- Vorliegender Text

^^^^^^^^

Risiken managen und Chancen nutzen

1 Jun

Sorgfalt, gute Planung, Fachwissen und kommunikative Fähigkeiten müssen zusammenwirken

Kein Handeln ist ohne Risiko, aber ohne Chancen ist kein Fortschritt möglich, wobei das Ergreifen einer Chance mit Risiken verbunden sein kann. Dem Risiko aus dem Wege zu gehen ist daher nicht immer die richtige Strategie. Durch vorausschauendes Handeln versuchen wir, Risiken zu minimieren. Dabei helfen uns Erfahrung und systematisch-planerisches Handeln.

Dr. Wolfgang Kallmeyer liefert in der Fachbroschüre „Chancen nutzen, Risiken überwachen“ einen Überblick über den Stand des Wissens zum Thema „Risiken und Chancen“ aus normativer sowie rechtlicher Sicht. Hier erläutert er auch methodische Ansätze, um Risiken und Chancen zu ermitteln, zu bewerten und zu dokumentieren. QM-aktuell.de hat dem Autor einige Fragen gestellt.

qm-aktuell.de: Mit der ISO 9001:2015 hat die ISO das Thema Risiken und Chancen in ihre Managementsystemnormen aufgenommen. Heute fehlt diese Anforderung in keiner der wichtigen Zertifizierungsnormen wie ISO 14001 oder ISO 45001. Wie ist der Umsetzungstand nach ca. sechs Jahren gelebter Praxis einzuschätzen?

^^^^^^^^

[Daten zur Punktlokalisierung]
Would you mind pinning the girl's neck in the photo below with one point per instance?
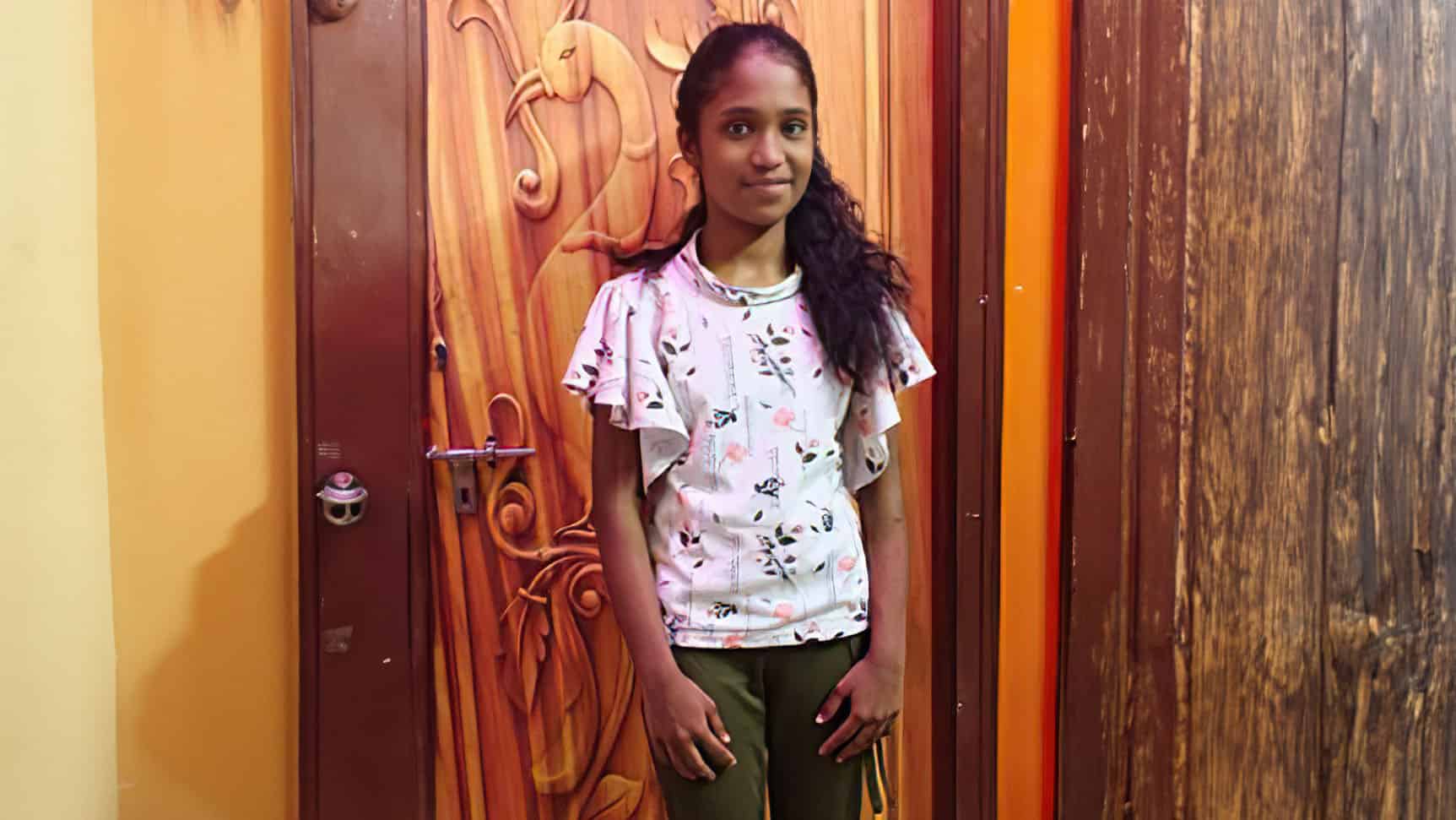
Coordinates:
(743, 255)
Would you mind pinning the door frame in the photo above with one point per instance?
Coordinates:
(970, 217)
(968, 137)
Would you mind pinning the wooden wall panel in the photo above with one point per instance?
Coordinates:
(1389, 697)
(1124, 655)
(1261, 494)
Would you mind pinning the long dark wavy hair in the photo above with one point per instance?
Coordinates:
(851, 281)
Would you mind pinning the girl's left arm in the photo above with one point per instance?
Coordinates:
(875, 685)
(887, 544)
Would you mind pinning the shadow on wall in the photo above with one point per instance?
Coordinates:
(210, 714)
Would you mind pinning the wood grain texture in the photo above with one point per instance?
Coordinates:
(1122, 676)
(1261, 215)
(1389, 719)
(1259, 560)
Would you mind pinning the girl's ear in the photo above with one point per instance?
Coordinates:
(688, 148)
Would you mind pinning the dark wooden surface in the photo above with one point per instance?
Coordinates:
(1263, 379)
(1389, 719)
(359, 253)
(1126, 293)
(970, 213)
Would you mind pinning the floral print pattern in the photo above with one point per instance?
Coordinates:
(750, 450)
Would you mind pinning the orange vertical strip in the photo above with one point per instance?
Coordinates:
(1058, 391)
(1031, 450)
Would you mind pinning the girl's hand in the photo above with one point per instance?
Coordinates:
(875, 692)
(680, 720)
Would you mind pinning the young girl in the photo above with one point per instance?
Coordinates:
(744, 381)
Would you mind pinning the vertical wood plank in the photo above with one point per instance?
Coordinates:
(1096, 665)
(900, 168)
(1261, 237)
(1389, 683)
(1158, 692)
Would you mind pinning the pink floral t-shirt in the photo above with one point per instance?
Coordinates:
(751, 446)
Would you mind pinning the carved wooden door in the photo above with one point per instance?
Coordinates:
(463, 169)
(552, 144)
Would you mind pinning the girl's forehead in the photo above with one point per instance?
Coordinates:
(757, 79)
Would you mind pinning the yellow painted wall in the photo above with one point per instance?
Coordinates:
(1036, 242)
(57, 663)
(192, 120)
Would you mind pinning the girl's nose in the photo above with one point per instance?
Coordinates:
(767, 153)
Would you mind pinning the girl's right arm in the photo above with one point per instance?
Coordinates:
(680, 719)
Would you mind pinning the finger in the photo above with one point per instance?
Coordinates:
(842, 736)
(696, 762)
(833, 703)
(660, 756)
(863, 739)
(717, 725)
(686, 761)
(715, 749)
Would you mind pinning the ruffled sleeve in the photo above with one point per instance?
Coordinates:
(616, 365)
(871, 414)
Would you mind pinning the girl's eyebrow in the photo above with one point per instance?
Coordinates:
(749, 111)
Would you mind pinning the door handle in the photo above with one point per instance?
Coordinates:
(462, 468)
(344, 498)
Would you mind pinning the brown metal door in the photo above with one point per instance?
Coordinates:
(457, 647)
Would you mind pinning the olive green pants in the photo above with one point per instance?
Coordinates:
(767, 701)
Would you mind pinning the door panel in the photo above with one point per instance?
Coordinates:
(446, 257)
(538, 705)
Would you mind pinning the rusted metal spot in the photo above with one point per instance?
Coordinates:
(337, 640)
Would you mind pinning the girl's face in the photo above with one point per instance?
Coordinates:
(755, 142)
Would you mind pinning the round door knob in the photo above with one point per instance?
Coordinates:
(344, 500)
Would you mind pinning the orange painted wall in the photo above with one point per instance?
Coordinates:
(1038, 68)
(196, 289)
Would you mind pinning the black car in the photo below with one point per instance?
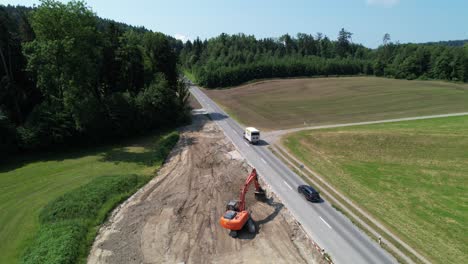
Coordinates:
(309, 193)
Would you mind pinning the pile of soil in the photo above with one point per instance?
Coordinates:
(175, 217)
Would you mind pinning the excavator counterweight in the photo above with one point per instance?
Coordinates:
(236, 216)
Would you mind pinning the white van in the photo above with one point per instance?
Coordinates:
(252, 135)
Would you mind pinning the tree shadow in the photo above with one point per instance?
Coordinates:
(217, 116)
(262, 143)
(245, 234)
(148, 155)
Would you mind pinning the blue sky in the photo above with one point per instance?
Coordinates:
(369, 20)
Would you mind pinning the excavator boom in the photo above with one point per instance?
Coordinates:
(236, 216)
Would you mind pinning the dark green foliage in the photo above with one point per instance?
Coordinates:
(86, 201)
(7, 136)
(67, 76)
(57, 243)
(229, 60)
(66, 221)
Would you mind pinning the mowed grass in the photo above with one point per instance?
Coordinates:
(289, 103)
(27, 185)
(412, 176)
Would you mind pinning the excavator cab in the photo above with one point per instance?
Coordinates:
(236, 216)
(260, 194)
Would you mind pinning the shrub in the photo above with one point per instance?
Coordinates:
(57, 243)
(86, 201)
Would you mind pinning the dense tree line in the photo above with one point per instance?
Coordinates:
(229, 60)
(68, 76)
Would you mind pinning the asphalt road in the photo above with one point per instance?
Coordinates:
(329, 228)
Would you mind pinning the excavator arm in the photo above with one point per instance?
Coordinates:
(253, 177)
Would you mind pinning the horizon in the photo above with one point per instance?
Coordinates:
(409, 19)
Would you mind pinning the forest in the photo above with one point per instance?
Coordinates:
(229, 60)
(69, 77)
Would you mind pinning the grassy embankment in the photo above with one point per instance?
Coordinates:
(51, 206)
(288, 103)
(411, 175)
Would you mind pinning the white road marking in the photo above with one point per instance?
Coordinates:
(325, 222)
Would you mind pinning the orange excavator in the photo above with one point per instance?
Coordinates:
(236, 216)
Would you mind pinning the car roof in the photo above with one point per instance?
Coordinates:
(252, 129)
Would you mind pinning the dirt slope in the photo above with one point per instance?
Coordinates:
(175, 217)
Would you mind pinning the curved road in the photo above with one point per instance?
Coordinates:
(330, 229)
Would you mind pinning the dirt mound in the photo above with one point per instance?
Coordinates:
(175, 217)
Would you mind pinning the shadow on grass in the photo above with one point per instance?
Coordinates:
(150, 154)
(244, 233)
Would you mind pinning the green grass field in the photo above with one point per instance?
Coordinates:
(288, 103)
(27, 185)
(412, 176)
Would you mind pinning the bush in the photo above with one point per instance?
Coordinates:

^^^^^^^^

- Arbeitsauftrag 1
Beantworte die folgenden Fragen zum Text über Risiken und Chancen.
(a) Was hilft laut Text dabei, Risiken durch vorausschauendes Handeln zu minimieren?
(b) Wie heißt die Fachbroschüre, in der Dr. Wolfgang Kallmeyer einen Überblick über das Thema gibt?
(c) Mit welcher Norm hat die ISO das Thema Risiken und Chancen in ihre Managementsystemnormen aufgenommen?
- Arbeitsauftrag 2
Gib den Abschnitt aus dem Text über Risiken und Chancen von „Risiken managen und“ bis „einige Fragen gestellt.“ wortgetreu wieder.

- Lösung 1
(a) Erfahrung und systematisch-planerisches Handeln
(b) „Chancen nutzen, Risiken überwachen“
(c) Mit der ISO 9001:2015

- Lösung 2
Risiken managen und Chancen nutzen

1 Jun

Sorgfalt, gute Planung, Fachwissen und kommunikative Fähigkeiten müssen zusammenwirken

Kein Handeln ist ohne Risiko, aber ohne Chancen ist kein Fortschritt möglich, wobei das Ergreifen einer Chance mit Risiken verbunden sein kann. Dem Risiko aus dem Wege zu gehen ist daher nicht immer die richtige Strategie. Durch vorausschauendes Handeln versuchen wir, Risiken zu minimieren. Dabei helfen uns Erfahrung und systematisch-planerisches Handeln.

Dr. Wolfgang Kallmeyer liefert in der Fachbroschüre „Chancen nutzen, Risiken überwachen“ einen Überblick über den Stand des Wissens zum Thema „Risiken und Chancen“ aus normativer sowie rechtlicher Sicht. Hier erläutert er auch methodische Ansätze, um Risiken und Chancen zu ermitteln, zu bewerten und zu dokumentieren. QM-aktuell.de hat dem Autor einige Fragen gestellt.